### Material provided
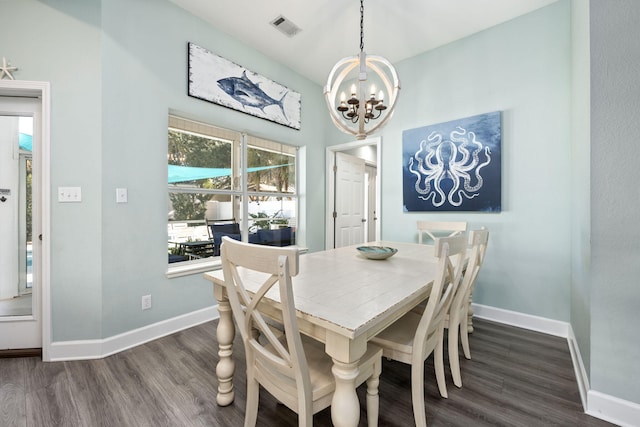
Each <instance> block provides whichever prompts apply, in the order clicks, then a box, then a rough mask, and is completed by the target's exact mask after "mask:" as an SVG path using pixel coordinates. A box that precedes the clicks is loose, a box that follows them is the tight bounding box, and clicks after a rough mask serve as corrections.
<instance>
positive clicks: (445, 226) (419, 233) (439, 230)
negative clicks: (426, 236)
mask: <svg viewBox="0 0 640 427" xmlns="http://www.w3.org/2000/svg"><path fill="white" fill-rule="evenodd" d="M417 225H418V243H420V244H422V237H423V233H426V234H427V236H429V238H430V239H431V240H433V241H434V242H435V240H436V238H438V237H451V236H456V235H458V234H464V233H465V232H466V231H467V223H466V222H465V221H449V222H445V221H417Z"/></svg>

### Problem
Please rewrite all of the data above with "positive clicks" changed to "foreground clicks" and everything else left as it is. Leave out the pictures.

### Your response
Each <instance> block provides whichever prompts apply, in the order clicks, then a box, then a rough mask, and is completed by the target's exact mask after "mask:" as an SVG path using pixel coordinates. A box that precedes the clicks is loose, a box that follows them is the tight bounding box, and clicks after a rough mask serve as corrections.
<instance>
foreground clicks: (445, 226) (419, 233) (439, 230)
negative clicks: (426, 236)
mask: <svg viewBox="0 0 640 427" xmlns="http://www.w3.org/2000/svg"><path fill="white" fill-rule="evenodd" d="M417 225H418V243H420V244H422V237H423V233H426V234H427V236H429V238H430V239H431V240H433V241H434V242H435V240H436V238H438V237H451V236H456V235H458V234H464V233H465V232H466V231H467V223H466V222H465V221H449V222H445V221H417Z"/></svg>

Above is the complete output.